◆ **TO DO**:
From the first line to the last, reproduce the records exactly as they appear below.

★ ★ ★

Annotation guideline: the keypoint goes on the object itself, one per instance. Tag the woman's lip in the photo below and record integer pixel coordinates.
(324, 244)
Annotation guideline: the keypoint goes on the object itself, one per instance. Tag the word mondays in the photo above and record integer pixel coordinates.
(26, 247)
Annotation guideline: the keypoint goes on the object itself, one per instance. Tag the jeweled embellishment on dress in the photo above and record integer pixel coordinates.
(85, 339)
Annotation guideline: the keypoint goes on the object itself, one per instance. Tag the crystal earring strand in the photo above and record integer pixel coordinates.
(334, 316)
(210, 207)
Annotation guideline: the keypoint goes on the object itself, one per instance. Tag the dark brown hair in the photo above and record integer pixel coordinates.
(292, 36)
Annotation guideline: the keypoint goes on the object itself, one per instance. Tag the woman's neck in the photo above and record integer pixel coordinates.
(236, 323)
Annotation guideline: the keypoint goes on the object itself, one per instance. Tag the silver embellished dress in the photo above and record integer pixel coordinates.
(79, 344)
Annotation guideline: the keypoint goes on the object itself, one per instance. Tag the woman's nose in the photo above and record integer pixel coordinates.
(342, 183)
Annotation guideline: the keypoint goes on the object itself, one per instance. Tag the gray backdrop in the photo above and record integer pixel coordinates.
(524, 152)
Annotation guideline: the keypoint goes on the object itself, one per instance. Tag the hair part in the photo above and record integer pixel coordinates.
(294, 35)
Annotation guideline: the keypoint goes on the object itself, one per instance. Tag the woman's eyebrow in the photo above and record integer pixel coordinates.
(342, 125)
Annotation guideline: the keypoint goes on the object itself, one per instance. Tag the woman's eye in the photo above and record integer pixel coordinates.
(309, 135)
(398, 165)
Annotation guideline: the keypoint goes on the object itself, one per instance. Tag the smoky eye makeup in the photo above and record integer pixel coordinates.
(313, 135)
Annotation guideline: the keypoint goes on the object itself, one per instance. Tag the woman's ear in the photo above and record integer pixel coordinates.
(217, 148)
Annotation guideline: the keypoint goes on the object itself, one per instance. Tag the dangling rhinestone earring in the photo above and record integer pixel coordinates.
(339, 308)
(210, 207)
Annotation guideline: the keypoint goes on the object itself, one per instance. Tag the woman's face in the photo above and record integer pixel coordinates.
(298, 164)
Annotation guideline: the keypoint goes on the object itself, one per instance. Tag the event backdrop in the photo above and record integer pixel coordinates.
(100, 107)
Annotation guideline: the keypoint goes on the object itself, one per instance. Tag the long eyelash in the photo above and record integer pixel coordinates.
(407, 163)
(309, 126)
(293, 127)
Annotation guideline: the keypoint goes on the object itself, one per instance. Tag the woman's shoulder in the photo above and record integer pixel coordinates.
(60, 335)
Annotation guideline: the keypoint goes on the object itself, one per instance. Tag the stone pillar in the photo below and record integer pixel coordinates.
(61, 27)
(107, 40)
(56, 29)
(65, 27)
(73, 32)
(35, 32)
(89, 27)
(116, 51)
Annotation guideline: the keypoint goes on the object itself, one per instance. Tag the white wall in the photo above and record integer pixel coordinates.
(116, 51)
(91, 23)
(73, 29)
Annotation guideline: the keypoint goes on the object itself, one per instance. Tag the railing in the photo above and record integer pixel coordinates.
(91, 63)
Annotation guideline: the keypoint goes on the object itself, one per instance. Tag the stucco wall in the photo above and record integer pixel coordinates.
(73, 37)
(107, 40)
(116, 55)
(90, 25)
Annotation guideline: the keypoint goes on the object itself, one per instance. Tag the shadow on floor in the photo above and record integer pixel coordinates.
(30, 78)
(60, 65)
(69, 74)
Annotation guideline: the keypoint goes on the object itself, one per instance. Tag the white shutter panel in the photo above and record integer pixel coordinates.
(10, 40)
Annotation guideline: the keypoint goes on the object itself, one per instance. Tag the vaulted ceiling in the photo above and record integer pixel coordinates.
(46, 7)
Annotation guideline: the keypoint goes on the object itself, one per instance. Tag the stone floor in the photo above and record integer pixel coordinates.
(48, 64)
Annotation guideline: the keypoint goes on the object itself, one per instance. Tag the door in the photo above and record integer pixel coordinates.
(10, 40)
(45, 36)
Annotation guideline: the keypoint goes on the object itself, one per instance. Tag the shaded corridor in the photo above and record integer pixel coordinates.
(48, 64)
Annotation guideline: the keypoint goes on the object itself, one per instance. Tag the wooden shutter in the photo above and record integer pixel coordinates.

★ ★ ★

◆ **FINISHED EXERCISE**:
Annotation guideline: the keypoint goes on the object itself, one per instance. Tag the woman's lip in the photo below and record integer pixel coordinates.
(324, 244)
Annotation guideline: the keypoint goes on the object itself, one per instance. Tag the word mondays in the photo above and record integer pixel coordinates.
(26, 247)
Annotation guideline: the keypoint goes on the object itself, one per instance. Tag the jeweled embellishment on dress in the photo above and record integer pixel coordinates.
(85, 339)
Annotation guideline: the keypoint goes on the object itself, one per instance. Tag the crystal earring strand in the photo above and record integer pixel coordinates.
(334, 316)
(210, 207)
Annotation guideline: the keypoint goes on the object itself, one per instance. Tag the dark brown hair in the photo above and record integer pixel coordinates.
(292, 36)
Annotation guideline: the keypoint goes on the object itself, one per instance. Tag the woman's neck in the photo above and record integer pixel coordinates.
(236, 323)
Annotation guideline: the keypoint goes on the object itself, one per instance. Tag the silver embellished dress in the photo above and record integer pixel coordinates.
(79, 344)
Annotation guideline: the keypoint goes on the object itself, one per instance. Tag the woman's nose in the photo above and record integer pixel coordinates.
(342, 183)
Annotation guideline: the keypoint goes on the object itself, one per instance. Tag the gray backdrop in the photo above and record integer pixel coordinates.
(524, 152)
Annotation guideline: the keypoint goes on the object itself, one per instance. Tag the hair part in the photo above and record integer pixel coordinates.
(294, 35)
Annotation guideline: the keypoint goes on the object itself, one per instance. Tag the woman's eyebrow in the photo above and record integer pixel coordinates.
(342, 125)
Annotation guideline: the keypoint goes on the object itself, one per instance. Tag the woman's eye in the photo above and record integer pixel coordinates.
(309, 135)
(398, 165)
Annotation guideline: the keypoint goes on the object itself, one per instance. Tag the smoky eye makeup in the photo above and record integer pixel coordinates.
(313, 135)
Annotation guideline: the keypoint goes on the object itself, one per instance. Tag the woman's ear in the photo above and record integer pixel coordinates.
(217, 148)
Annotation guideline: the keypoint goes on the object itself, one per instance. Tag the dangling rhinestone earring in the photo above and record integer pixel coordinates.
(339, 308)
(210, 207)
Annotation guideline: the keypoint goes on the object itself, one per instance. Tag the woman's face in the photo above and record integer pixel coordinates.
(298, 164)
Annotation guideline: the keypoint goes on the object itself, one per instance. Tag the event backdrop in the photo above and record integer pixel coordinates.
(100, 107)
Annotation guideline: the keypoint goes on the object itself, one per instance. Tag the long eyelash in the photo above and record integer pixel coordinates.
(407, 163)
(309, 126)
(293, 127)
Annotation guideline: the keypoint goes on the object itself, one per instance. Tag the woman's shoulder in the photo above and record integer pixel coordinates.
(60, 335)
Annotation guideline: the keypoint goes on the object itself, one per instance. Tag the stone pillar in the photo below and record integer pixel coordinates.
(61, 27)
(107, 40)
(56, 29)
(65, 27)
(73, 32)
(35, 32)
(89, 27)
(116, 51)
Annotation guideline: the keypoint goes on the object itself, one per instance. Tag the white wall in the photo above and record integer pixel coordinates.
(116, 51)
(91, 23)
(73, 29)
Annotation guideline: the keypoint goes on the object itself, one per instance. Tag the railing in the photo above and record integer pixel coordinates.
(91, 63)
Annotation guideline: the keypoint goes on the object itself, one per instance. Tag the stucco wall in the photo above and record integer pixel coordinates.
(73, 37)
(107, 40)
(116, 55)
(90, 25)
Annotation guideline: the keypoint goes on the object itself, one per instance. Tag the shadow on floor in the photo above and record integer pixel coordinates.
(30, 78)
(60, 65)
(69, 74)
Annotation guideline: the keypoint goes on the object itself, one per instance. Tag the white shutter panel in the photo above and record integer pixel coordinates.
(10, 40)
Annotation guideline: the keypoint goes on the object itself, one per instance. Tag the vaulted ceiling in the photo above and record integer pixel coordinates.
(46, 7)
Annotation guideline: the keypoint goes on the object itself, one per instance. Tag the stone floor in the photo above and record integer pixel coordinates.
(48, 64)
Annotation guideline: the keypoint goes on the object itself, one per instance. Tag the door in the photo above and record integer pixel coordinates.
(10, 40)
(45, 36)
Annotation guideline: the keypoint goes on the object itself, one per instance. Tag the shaded corridor in the photo above and record integer pixel coordinates.
(48, 64)
Annotation guideline: the keypoint goes on the object itself, one per instance. Tag the wooden shutter in the photo above and record integer pixel coordinates.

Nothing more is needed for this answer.